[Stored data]
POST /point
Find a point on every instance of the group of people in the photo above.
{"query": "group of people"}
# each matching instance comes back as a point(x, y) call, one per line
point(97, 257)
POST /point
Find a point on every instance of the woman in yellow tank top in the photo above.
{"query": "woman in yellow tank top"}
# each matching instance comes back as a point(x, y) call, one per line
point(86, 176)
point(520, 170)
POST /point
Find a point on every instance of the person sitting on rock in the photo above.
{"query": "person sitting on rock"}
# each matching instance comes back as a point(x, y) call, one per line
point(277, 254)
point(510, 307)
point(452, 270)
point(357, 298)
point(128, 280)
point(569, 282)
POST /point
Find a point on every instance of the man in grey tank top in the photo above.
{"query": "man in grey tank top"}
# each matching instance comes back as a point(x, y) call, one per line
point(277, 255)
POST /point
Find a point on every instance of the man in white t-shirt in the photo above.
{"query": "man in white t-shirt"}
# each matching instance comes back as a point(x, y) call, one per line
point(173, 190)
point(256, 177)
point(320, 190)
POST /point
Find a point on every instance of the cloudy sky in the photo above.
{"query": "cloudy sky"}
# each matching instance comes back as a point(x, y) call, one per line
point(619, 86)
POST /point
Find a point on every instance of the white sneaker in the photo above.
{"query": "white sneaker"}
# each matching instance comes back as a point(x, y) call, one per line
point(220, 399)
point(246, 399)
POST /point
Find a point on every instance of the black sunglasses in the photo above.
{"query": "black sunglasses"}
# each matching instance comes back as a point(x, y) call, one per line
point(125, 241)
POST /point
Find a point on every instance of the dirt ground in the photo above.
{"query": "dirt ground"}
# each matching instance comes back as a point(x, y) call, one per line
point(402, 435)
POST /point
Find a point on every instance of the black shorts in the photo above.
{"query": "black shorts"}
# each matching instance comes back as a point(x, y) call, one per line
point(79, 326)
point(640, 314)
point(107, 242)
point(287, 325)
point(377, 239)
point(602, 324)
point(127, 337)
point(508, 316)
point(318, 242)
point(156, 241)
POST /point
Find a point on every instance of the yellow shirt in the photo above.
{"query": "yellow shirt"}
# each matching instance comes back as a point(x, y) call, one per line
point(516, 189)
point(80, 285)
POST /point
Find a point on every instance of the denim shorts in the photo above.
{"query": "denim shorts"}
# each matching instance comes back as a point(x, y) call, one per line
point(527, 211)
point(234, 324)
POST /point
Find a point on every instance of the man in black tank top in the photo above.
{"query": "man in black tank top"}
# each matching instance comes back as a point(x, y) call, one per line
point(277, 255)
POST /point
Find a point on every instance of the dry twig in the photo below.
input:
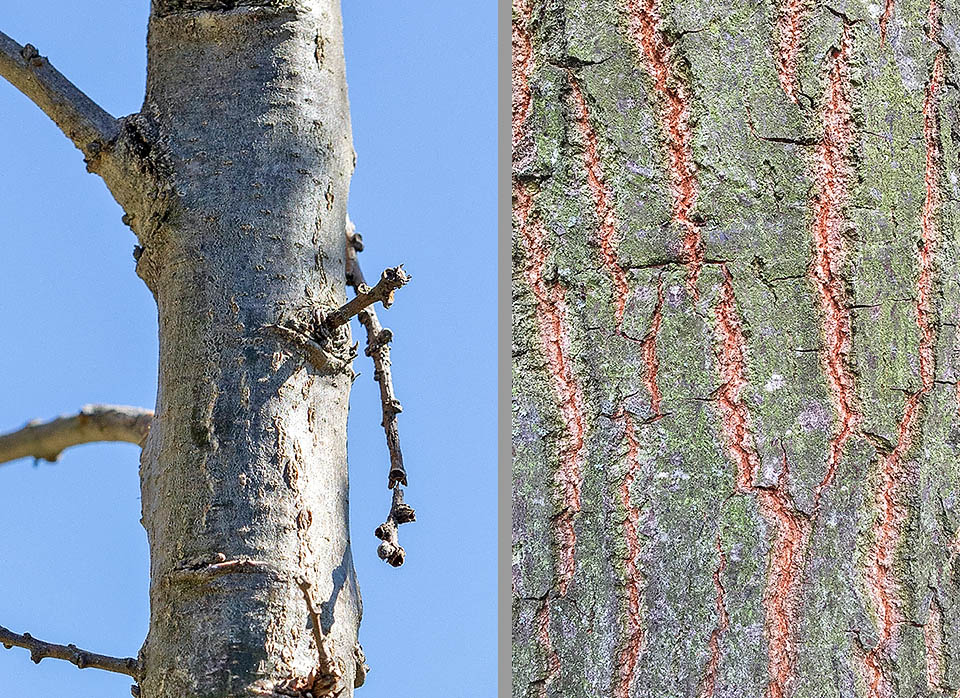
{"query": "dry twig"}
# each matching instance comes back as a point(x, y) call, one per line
point(47, 440)
point(70, 653)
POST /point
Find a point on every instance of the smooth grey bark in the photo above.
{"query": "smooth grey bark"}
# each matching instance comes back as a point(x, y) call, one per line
point(234, 177)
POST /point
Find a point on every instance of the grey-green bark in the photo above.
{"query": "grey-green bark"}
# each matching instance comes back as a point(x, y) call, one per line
point(677, 527)
point(234, 176)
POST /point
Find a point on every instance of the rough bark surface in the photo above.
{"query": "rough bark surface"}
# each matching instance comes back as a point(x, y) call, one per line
point(736, 396)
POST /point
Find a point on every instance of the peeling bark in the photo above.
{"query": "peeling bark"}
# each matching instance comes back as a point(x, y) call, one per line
point(234, 176)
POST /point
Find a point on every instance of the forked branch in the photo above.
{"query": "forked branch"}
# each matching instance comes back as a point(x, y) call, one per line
point(391, 279)
point(81, 119)
point(70, 653)
point(378, 349)
point(47, 440)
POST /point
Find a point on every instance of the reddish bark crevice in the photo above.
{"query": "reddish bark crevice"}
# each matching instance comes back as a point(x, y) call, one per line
point(831, 175)
point(522, 64)
point(630, 653)
point(790, 28)
point(602, 202)
point(645, 26)
point(882, 586)
point(709, 684)
point(791, 528)
point(555, 338)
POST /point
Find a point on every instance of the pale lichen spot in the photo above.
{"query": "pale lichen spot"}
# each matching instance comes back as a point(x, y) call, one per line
point(775, 383)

- [Task brief]: Would you please set down the lines from the one with "Find a point on every instance of the grey-green" to the end of the data above, exactly and without any other lines?

- [Reply to the exercise]:
Find a point on every instance of the grey-green bark in the photo above.
{"query": "grey-green bark"}
# each matching instance comes back as a point(x, y) call, one per line
point(677, 527)
point(234, 176)
POST /point
Find a point on every instance of the rough bark surface in the photo above.
{"query": "rough bark surface"}
# each matching instance comes back as a point(x, y) call, one per line
point(736, 396)
POST /point
Find a point on every instance of the peeling bark in the photo above.
{"query": "peeling bark"}
# each matching instance comes back as a point(x, y) call, one per line
point(234, 176)
POST /point
Find a point on every instance of the forked branch in the photo above.
{"query": "forked branch"}
# each matching instance comes back as a point(x, y) call, one per line
point(391, 279)
point(81, 119)
point(70, 653)
point(378, 349)
point(47, 440)
POST /point
Find a point on every instance of the reddish bark crevice in the photo above.
{"query": "reddish bark crevice"}
# each matching instance comes back as a point(x, y) call, one per line
point(831, 175)
point(522, 64)
point(630, 653)
point(790, 28)
point(602, 202)
point(645, 26)
point(882, 586)
point(709, 684)
point(791, 528)
point(555, 338)
POST /point
Find a point on every instance of the pale lichen spot in the photo above.
{"query": "pale lichen spot"}
# each matching instance comes back as a point(x, y) call, one per line
point(775, 383)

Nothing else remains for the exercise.